◆ **TAREA**
Escribe la continuación del fragmento sobre la estigmatización de poblaciones por parte de los actores armados, empezando justo después de su última oración.

◆ **FRAGMENTO FUENTE**

----

Los homosexuales a los que se denominaba sidosos, junto con las putas y los bazuqueros -usuarios de drogas- no eran simplemente instancias de persecución, también constituían recursos lingüísticos al servicio de la guerra. Los actores armados tomaron algunas representaciones sobre sujetos o poblaciones estigmatizadas y las promovieron como un mecanismo político, de disciplinamiento de los cuerpos, a fin de detentar autoridad ante la comunidad. En este sentido, la homosexualidad o la referencia al sida como insulto, al igual que las otras denominaciones denigrantes, fungen como dispositivos de inspección de los órdenes morales re-creados por los grupos armados y se convierten en excusa del argumento bélico. De esta manera, el sentido del conflicto se amplifica, ya el pánico no se dirige exclusivamente hacia los desastres económico-materiales de la guerra, o el desplazamiento forzado de las poblaciones, sino que involucra también a los desviados e indeseables de los municipios, aquellos que enturbian un régimen de sexo/género heteronormado y que el conflicto, como dispositivo de poder, está dispuesto a regular.

----

[Ítems de un conjunto de datos]
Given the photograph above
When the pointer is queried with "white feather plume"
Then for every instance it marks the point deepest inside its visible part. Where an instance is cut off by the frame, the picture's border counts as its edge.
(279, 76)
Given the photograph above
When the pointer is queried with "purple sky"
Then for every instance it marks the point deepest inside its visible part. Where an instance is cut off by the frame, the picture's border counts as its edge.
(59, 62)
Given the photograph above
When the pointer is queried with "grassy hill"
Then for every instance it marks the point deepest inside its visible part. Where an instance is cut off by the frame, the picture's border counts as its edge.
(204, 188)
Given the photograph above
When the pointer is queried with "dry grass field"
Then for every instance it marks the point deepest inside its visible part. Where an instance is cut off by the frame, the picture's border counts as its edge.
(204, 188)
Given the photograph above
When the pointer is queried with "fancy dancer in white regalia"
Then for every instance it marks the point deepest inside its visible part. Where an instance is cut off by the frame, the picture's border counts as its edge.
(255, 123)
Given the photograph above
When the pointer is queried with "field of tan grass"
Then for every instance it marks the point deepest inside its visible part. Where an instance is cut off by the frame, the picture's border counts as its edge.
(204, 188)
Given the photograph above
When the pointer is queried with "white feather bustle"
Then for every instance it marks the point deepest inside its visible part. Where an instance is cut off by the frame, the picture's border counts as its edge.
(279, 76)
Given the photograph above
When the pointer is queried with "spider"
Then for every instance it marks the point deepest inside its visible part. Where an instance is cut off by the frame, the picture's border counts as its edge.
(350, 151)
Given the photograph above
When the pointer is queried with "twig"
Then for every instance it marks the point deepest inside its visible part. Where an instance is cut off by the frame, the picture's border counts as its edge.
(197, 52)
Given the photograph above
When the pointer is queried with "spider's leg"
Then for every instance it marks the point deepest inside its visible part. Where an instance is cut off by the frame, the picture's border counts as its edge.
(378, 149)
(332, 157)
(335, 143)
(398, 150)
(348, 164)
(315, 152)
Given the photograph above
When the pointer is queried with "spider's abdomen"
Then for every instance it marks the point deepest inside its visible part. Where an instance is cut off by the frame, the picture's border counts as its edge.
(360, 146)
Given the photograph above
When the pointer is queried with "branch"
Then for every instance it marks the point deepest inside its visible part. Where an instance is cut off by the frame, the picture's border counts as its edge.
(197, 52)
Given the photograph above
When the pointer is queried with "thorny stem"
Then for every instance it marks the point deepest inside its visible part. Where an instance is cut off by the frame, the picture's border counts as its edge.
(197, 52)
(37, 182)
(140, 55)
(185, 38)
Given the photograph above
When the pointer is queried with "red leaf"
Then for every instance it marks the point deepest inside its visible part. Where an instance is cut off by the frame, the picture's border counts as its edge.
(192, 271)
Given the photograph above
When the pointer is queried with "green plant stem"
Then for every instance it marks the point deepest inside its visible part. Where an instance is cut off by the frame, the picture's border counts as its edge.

----

◆ **RESPUESTA**
Por otra parte, el conflicto armado se erigió en un panóptico, un dispositivo de inspección y vigilancia que regulaba las relaciones sociales de los habitantes del pueblo. Las relaciones familiares, de amistad, vecinales y comunitarias fueron conquistadas por la zozobra de la guerra. Con quién se conversaba, con quién se caminaba por los parques o con quién se iba al río podía ser una alerta para los grupos armados. Dichos estigmas aumentaban por marcadores sexuales o de género: “Una vez me llamaron, que qué era lo que pasaba, que si era que yo también era marica, que por qué mantenía trato con ellos […] Si lo veían a uno con un hombre medio afeminado, decían: ‘están buenos para matarlos’ o si veían dos mujeres, igual” (grupo focal).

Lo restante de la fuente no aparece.